AIM OF THE TASK: Copy out the lines of the material below, starting at the line containing "Expected: one point per instance of the ceiling fan pull" and ending at the line containing "[[30, 145], [18, 132], [592, 176]]", with both of those lines included.

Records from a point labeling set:
-- begin --

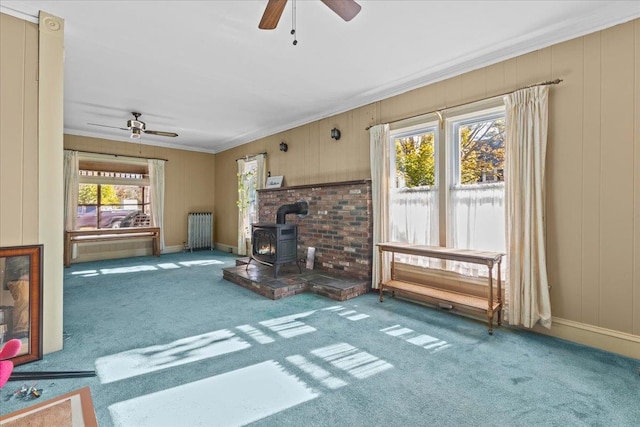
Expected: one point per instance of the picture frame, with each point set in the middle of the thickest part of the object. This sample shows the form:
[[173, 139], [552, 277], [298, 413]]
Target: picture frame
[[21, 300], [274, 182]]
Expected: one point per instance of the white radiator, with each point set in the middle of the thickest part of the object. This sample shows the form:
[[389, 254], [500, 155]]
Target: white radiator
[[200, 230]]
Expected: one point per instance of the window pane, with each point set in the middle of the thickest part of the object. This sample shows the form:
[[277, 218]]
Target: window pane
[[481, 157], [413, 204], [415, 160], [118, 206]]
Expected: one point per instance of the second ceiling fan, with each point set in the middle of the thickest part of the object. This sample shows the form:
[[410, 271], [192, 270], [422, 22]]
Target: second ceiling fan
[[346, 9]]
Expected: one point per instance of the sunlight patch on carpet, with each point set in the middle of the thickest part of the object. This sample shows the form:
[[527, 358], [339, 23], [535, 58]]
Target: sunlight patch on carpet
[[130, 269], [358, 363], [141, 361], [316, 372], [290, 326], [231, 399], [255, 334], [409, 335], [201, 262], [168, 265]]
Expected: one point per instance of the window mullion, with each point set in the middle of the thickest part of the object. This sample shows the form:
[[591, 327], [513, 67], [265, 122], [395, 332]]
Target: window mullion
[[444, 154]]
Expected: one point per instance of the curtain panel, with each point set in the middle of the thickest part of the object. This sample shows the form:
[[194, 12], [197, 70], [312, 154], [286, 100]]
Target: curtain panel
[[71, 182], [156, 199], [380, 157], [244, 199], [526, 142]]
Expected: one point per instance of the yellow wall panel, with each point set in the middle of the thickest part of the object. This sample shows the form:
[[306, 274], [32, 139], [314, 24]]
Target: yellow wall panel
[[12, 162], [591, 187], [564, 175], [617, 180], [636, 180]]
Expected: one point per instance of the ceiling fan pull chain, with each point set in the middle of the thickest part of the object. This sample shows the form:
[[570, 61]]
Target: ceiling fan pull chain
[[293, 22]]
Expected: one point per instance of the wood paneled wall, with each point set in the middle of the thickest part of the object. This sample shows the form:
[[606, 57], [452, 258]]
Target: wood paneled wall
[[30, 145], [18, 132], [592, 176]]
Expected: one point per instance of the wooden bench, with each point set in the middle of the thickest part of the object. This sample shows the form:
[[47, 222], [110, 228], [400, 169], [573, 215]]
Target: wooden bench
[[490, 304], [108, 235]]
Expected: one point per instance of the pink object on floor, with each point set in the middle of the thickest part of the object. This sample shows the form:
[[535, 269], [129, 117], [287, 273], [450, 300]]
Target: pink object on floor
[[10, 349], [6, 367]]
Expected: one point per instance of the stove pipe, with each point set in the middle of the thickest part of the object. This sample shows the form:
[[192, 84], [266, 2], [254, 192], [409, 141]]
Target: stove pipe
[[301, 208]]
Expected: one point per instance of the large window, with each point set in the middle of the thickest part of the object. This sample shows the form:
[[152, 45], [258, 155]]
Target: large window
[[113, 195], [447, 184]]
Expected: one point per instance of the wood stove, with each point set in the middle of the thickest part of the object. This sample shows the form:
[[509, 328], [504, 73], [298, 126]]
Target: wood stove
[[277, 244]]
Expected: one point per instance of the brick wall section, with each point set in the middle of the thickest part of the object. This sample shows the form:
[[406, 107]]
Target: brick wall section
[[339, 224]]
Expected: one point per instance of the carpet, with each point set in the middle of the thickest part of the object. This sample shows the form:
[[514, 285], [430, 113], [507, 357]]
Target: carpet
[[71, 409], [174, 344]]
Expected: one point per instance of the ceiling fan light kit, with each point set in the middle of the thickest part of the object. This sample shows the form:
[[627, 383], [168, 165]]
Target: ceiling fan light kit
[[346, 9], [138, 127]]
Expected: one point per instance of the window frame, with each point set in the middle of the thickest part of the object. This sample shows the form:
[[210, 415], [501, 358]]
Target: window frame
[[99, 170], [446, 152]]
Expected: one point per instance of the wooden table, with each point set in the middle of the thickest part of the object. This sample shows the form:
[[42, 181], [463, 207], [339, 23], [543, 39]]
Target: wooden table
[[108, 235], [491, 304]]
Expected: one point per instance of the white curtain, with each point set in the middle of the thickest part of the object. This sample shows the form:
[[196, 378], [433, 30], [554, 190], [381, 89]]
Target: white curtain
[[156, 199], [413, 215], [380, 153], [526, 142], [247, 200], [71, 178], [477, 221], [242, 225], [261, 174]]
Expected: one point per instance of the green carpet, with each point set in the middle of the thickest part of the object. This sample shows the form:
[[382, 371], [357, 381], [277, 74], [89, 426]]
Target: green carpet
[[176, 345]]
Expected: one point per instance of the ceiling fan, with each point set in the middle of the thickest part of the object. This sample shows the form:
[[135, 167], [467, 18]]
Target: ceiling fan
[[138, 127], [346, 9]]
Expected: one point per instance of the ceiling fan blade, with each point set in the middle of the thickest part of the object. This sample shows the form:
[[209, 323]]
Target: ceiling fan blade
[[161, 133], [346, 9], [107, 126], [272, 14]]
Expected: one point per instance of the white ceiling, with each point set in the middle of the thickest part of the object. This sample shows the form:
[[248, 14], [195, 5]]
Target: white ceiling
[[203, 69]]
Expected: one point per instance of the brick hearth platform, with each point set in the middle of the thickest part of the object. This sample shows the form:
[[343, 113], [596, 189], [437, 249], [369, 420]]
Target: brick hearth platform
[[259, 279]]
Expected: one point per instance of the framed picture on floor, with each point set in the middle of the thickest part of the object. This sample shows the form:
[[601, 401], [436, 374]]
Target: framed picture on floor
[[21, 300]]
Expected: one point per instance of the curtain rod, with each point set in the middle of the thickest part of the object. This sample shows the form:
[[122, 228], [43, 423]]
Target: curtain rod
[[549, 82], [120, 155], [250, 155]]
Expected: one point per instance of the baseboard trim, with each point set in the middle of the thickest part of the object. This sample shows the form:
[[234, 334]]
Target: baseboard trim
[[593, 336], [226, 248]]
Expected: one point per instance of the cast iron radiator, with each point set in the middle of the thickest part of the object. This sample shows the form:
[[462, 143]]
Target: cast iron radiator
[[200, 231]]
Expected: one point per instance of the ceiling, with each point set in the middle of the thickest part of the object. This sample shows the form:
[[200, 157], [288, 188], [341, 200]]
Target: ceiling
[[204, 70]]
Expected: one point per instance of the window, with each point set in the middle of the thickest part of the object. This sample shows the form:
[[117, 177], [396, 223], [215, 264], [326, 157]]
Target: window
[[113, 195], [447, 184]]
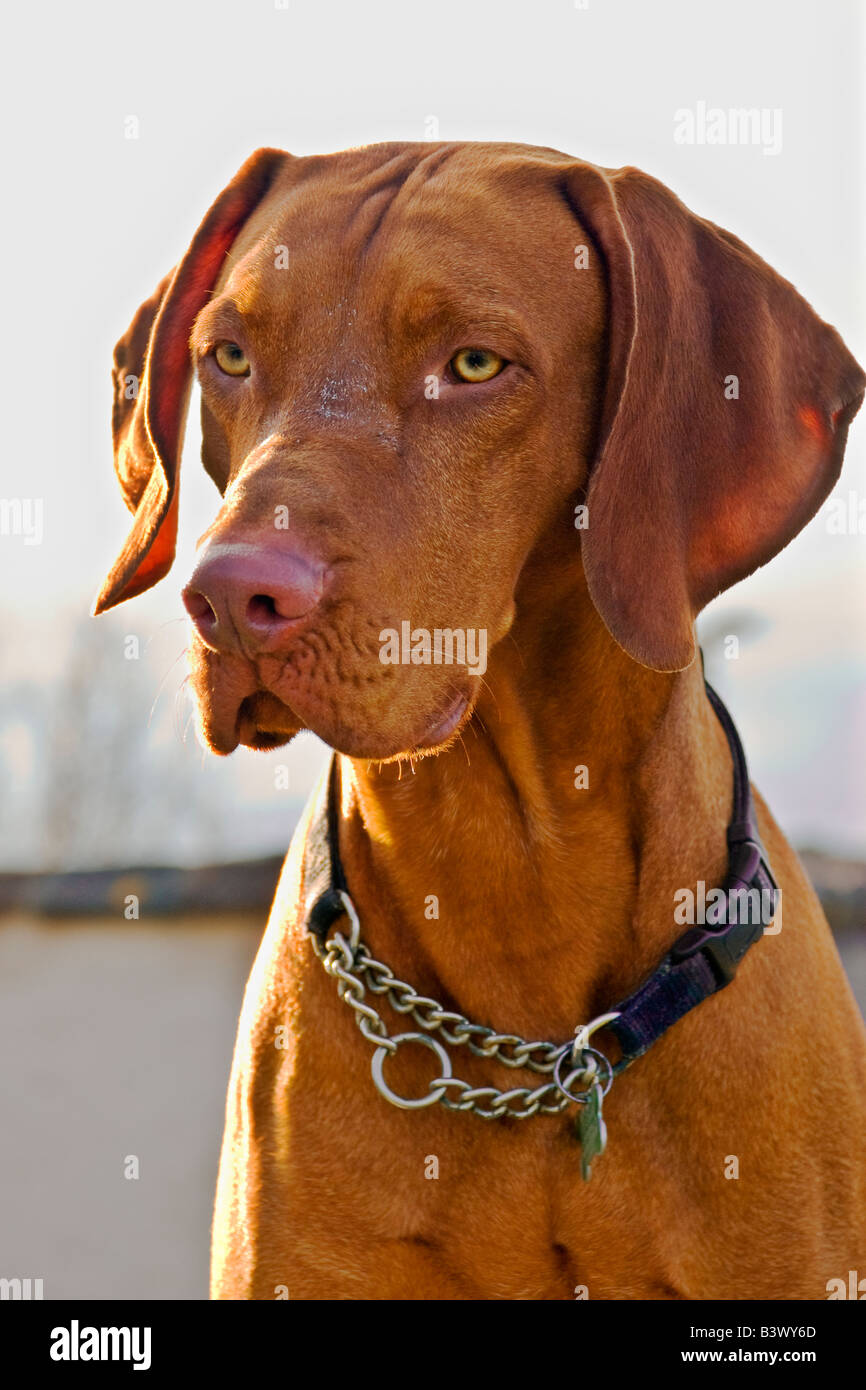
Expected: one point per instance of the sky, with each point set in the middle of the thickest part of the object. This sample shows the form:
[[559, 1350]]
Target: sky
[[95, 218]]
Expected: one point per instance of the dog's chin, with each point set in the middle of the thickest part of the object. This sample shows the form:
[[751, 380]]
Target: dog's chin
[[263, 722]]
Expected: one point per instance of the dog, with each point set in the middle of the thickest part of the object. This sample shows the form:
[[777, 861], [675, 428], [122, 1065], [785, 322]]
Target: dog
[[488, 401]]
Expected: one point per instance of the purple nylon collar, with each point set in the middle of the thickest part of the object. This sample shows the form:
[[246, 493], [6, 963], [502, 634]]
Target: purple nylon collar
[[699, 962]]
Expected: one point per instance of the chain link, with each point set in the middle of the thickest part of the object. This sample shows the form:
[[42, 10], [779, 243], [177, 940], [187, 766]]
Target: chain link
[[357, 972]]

-- end --
-- begin --

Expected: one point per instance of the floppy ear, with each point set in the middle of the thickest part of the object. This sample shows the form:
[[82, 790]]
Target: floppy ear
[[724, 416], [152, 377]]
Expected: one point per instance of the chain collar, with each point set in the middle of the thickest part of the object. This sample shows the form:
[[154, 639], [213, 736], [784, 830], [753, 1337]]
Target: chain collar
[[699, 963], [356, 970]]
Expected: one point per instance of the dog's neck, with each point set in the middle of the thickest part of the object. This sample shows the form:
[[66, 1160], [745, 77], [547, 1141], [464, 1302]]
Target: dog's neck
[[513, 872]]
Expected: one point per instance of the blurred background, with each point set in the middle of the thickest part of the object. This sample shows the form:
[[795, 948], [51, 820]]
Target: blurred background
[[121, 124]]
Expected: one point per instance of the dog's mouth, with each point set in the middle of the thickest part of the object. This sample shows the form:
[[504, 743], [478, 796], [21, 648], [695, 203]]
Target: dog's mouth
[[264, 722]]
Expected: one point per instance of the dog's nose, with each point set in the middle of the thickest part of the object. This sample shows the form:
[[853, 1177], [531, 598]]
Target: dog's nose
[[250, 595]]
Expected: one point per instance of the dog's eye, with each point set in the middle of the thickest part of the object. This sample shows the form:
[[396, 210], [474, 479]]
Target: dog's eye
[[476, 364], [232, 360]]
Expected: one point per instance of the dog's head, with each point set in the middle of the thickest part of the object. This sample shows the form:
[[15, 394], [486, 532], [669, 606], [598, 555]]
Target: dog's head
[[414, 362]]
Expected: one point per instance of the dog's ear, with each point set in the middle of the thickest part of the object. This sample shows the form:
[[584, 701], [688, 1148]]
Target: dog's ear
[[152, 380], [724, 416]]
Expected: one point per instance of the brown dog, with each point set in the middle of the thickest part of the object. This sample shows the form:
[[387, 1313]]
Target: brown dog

-- end --

WRITTEN ANSWER:
Expected: one point per instance of the ceiling fan pull chain, with each point set in the middle of the thickest part of the object. This sample shows the form:
[[570, 61]]
Target: ceiling fan pull chain
[[293, 22]]
Expected: one point per instance of the wood paneled wall, with each point set in the middle of the thickest part of the object. This sample shows the form:
[[606, 57], [452, 258]]
Target: wood paneled wall
[[30, 145], [18, 132], [592, 176]]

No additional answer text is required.